Singapore arts centre The Substation to close permanently, board announces

Following news that it would be leaving its premises on Armenian Street

Singapore arts centre The Substation will close permanently, its board announced in a statement on Tuesday (March 2).

This comes less than a month after it was reported that the arts centre would be leaving its premises on Armenian Street, its home of over 30 years, in July 2021. The building will be taken back by the National Arts Council (NAC) for two years of renovation works.

The decision was made following “lengthy deliberations and several discussions with the NAC and with members of the arts community”, The Substation board said.


The board wrote in its statement that although there were “broader reasons” that have contributed to The Substation’s closure, it disagreed with the NAC’s decision to convert the 45 Armenian Street site into a “multi-tenanted building”. According to the board, that decision will have profound implications for the Substation’s identity, autonomy and operations.

“While NAC has suggested that The Substation may return to 45 Armenian Street as a co-tenant when renovations are over, NAC made it clear that The Substation will be one of several co-tenants and will not occupy the building in its full capacity,” the board wrote.

NME has reached out to the NAC for comment.

The board said that The Substation’s inability “to return fully to its place of origin” will deal a detrimental blow to the arts centre’s identity. “The Substation will lose a fundamental part of its identity and heritage if it cannot return fully to 45 Armenian Street,” it wrote.

“From its opening in 1990, the identity of the arts centre has been inextricably linked to the building, generating a unique and creative buzz that has been central to placemaking in Armenian Street for 30 years. There is no other place like it.”

Singapore arts centre the Substation leaving Armenian Street after 30 years
A mural at The Substation in 2012. Credit: Alamy Stock Photo


The board also claimed that even if The Substation was to return to the Armenian Street building as a co-tenant, it would be “unable to control the building facilities integral to its operations such as the theatre and gallery”.

The board wrote, “This has two implications, namely, the loss of autonomy over the spaces and facilities crucial for its mission, and the loss of income from venue hiring. These factors impact The Substation’s ability to operate as an independent arts centre and incubator.”

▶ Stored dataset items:
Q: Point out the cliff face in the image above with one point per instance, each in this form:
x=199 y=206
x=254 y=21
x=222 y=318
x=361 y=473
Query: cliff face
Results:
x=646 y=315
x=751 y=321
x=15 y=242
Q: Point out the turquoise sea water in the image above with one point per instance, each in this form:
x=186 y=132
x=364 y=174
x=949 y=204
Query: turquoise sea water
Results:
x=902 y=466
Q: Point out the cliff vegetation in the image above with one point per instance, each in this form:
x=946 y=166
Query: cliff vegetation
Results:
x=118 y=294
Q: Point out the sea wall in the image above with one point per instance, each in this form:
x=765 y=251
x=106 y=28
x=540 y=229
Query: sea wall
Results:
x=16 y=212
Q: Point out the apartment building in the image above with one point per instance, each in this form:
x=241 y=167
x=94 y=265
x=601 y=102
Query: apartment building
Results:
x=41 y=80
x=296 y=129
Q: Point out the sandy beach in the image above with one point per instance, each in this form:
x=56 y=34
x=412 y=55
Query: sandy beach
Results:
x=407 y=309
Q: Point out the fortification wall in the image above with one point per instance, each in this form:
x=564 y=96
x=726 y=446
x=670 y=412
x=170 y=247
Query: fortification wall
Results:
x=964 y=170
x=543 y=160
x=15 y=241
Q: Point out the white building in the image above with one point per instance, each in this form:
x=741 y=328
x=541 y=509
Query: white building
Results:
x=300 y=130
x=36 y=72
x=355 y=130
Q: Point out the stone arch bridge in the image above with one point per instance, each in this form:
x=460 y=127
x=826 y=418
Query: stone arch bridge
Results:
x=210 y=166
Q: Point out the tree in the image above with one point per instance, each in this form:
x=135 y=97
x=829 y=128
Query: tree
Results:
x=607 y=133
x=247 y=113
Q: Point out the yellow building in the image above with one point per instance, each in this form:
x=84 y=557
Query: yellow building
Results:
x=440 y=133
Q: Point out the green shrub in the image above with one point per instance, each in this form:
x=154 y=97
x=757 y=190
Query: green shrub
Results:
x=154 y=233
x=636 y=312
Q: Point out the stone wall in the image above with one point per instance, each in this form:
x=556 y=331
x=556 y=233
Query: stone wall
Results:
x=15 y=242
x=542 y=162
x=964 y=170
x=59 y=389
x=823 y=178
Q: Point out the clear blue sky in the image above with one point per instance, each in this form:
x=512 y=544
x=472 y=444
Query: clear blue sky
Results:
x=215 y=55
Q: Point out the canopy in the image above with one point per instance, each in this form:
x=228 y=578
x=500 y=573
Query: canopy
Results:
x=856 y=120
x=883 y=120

▶ USING THE INFORMATION:
1. Return the passage from the article on The Substation's closure starting with "The board wrote in" and going on through "NAC for comment.".
2. According to the article on The Substation's closure, how long will the renovation works on the Armenian Street building take?

▶ RESPONSE LIST:
1.
The board wrote in its statement that although there were “broader reasons” that have contributed to The Substation’s closure, it disagreed with the NAC’s decision to convert the 45 Armenian Street site into a “multi-tenanted building”. According to the board, that decision will have profound implications for the Substation’s identity, autonomy and operations.

“While NAC has suggested that The Substation may return to 45 Armenian Street as a co-tenant when renovations are over, NAC made it clear that The Substation will be one of several co-tenants and will not occupy the building in its full capacity,” the board wrote.

NME has reached out to the NAC for comment.

2. Two years.